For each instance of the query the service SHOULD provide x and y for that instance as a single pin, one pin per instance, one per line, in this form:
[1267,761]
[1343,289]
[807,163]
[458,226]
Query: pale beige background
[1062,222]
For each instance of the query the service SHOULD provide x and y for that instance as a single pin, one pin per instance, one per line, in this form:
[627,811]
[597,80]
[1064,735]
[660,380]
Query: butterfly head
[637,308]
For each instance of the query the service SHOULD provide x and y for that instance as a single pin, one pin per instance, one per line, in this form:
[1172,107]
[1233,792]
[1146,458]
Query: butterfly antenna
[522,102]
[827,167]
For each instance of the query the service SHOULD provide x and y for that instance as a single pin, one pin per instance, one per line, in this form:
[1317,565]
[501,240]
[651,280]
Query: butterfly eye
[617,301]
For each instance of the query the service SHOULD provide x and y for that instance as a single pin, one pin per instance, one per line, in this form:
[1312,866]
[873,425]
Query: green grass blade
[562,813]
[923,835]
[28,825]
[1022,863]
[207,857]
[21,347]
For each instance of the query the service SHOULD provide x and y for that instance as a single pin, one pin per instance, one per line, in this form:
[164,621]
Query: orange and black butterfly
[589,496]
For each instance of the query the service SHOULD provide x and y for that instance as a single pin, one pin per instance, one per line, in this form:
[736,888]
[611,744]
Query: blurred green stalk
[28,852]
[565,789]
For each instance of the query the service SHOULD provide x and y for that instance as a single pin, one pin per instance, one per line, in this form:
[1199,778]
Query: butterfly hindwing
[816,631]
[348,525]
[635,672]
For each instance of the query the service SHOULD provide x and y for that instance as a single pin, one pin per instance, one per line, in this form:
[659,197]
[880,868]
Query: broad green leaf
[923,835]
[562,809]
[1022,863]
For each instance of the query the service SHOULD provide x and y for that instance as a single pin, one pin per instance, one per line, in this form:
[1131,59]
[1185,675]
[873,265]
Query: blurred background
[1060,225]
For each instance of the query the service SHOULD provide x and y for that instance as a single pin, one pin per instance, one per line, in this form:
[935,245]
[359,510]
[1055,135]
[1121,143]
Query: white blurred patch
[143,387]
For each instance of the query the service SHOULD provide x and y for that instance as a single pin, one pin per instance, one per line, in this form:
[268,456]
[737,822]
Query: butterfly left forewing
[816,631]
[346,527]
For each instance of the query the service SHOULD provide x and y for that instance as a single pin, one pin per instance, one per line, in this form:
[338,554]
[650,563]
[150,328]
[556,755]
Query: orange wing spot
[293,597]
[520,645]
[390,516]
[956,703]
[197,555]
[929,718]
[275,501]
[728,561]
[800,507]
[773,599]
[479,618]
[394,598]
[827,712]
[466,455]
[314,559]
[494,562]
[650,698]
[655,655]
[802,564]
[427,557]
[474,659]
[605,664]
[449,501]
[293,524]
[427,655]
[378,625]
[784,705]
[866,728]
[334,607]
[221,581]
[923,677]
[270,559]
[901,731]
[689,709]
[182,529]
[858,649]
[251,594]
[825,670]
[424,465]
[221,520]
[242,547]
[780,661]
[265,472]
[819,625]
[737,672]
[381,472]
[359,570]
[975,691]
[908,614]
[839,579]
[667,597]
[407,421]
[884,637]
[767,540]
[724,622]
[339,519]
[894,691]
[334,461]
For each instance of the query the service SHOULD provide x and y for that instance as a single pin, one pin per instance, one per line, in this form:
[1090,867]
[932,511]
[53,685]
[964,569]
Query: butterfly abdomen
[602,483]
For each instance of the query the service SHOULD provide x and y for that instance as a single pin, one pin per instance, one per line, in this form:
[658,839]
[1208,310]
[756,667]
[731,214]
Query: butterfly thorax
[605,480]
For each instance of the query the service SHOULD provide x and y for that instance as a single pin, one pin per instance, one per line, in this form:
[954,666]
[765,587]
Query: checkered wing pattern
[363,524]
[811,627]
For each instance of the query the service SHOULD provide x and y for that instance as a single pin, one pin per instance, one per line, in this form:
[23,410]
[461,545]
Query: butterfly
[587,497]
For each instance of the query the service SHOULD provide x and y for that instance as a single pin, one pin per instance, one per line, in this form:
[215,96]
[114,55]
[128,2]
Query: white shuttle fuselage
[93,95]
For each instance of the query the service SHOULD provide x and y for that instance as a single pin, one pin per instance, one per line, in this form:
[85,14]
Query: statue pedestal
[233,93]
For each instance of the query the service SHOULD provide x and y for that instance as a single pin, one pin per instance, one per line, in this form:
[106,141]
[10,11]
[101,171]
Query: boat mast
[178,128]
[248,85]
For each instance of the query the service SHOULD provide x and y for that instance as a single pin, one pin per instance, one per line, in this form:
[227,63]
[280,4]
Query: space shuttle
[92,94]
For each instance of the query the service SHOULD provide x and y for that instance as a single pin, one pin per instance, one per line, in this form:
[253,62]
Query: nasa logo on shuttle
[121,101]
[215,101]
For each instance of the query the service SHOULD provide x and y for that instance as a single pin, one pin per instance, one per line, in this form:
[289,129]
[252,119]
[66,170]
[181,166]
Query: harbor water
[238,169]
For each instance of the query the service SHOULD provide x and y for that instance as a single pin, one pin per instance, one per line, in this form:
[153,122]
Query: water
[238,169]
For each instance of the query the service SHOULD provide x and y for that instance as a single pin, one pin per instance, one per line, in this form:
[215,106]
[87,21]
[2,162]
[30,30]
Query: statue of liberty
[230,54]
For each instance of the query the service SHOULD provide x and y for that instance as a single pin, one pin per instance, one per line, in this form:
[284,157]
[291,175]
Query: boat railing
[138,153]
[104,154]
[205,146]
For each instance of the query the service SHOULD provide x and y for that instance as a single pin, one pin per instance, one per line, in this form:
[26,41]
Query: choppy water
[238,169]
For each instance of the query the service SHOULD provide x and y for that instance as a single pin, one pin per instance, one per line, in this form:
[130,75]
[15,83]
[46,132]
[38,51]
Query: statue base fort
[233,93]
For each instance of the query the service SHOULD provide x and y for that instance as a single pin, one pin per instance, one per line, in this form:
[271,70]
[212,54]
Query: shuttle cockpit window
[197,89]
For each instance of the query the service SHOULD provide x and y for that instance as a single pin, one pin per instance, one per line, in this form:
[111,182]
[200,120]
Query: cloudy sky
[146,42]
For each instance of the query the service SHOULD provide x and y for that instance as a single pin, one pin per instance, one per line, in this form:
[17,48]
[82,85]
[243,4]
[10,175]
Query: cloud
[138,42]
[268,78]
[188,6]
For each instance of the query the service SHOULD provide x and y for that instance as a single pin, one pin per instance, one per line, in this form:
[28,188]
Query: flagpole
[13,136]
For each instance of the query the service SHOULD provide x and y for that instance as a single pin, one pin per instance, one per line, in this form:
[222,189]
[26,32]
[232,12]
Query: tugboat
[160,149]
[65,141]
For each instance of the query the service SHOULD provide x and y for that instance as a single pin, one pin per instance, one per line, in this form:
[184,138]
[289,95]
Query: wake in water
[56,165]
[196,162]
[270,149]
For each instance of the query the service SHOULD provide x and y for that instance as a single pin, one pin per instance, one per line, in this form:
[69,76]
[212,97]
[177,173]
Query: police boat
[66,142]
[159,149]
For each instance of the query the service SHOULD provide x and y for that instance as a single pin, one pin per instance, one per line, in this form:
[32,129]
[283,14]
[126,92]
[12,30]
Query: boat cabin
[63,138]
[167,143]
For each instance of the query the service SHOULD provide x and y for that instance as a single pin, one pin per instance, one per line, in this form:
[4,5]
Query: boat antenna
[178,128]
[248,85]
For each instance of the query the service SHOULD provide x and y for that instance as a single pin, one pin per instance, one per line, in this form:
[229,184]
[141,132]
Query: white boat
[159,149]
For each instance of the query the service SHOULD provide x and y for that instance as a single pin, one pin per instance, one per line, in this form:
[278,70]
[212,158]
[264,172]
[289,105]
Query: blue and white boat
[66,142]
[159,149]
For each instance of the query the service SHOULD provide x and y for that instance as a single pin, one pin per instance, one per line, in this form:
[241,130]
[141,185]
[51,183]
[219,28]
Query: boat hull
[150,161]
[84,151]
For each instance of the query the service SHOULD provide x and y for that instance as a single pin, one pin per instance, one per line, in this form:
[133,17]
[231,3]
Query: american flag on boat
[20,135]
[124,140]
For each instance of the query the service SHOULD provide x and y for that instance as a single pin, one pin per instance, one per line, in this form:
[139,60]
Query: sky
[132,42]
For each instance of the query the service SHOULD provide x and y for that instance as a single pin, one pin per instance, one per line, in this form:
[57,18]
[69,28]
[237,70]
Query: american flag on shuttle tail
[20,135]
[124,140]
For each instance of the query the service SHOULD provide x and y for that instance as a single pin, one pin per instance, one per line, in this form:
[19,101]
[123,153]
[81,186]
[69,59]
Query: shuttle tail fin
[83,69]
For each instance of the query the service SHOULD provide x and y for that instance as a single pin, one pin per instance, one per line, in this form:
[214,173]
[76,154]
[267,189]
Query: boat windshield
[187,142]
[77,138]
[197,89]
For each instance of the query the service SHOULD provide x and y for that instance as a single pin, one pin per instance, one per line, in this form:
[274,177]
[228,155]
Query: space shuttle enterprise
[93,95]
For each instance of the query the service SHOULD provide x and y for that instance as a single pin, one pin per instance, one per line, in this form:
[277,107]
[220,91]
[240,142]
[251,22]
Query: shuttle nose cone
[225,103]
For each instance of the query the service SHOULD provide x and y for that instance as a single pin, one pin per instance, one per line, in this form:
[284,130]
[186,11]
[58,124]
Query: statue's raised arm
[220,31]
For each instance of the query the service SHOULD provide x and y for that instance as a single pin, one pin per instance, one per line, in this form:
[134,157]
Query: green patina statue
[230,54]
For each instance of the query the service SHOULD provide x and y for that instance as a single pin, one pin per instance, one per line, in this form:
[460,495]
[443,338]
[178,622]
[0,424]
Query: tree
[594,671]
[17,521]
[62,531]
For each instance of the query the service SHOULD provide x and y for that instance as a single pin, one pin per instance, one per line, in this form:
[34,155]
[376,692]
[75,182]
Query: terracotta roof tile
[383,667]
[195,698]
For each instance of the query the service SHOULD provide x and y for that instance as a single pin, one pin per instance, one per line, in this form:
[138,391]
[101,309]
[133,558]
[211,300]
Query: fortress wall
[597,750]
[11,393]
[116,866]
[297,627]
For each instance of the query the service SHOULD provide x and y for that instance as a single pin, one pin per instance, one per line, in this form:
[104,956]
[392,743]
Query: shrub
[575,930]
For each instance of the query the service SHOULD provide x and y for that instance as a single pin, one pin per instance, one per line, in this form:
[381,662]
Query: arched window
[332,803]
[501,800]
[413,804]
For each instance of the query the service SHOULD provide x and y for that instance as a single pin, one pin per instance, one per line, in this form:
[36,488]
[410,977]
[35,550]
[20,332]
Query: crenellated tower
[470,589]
────
- [Brief]: Copy out every line above that contains the string "water". Case counts, so a line counts only when its letters match in case as well.

- [Result for this task]:
Query: harbor water
Query: water
Query: choppy water
Query: wake in water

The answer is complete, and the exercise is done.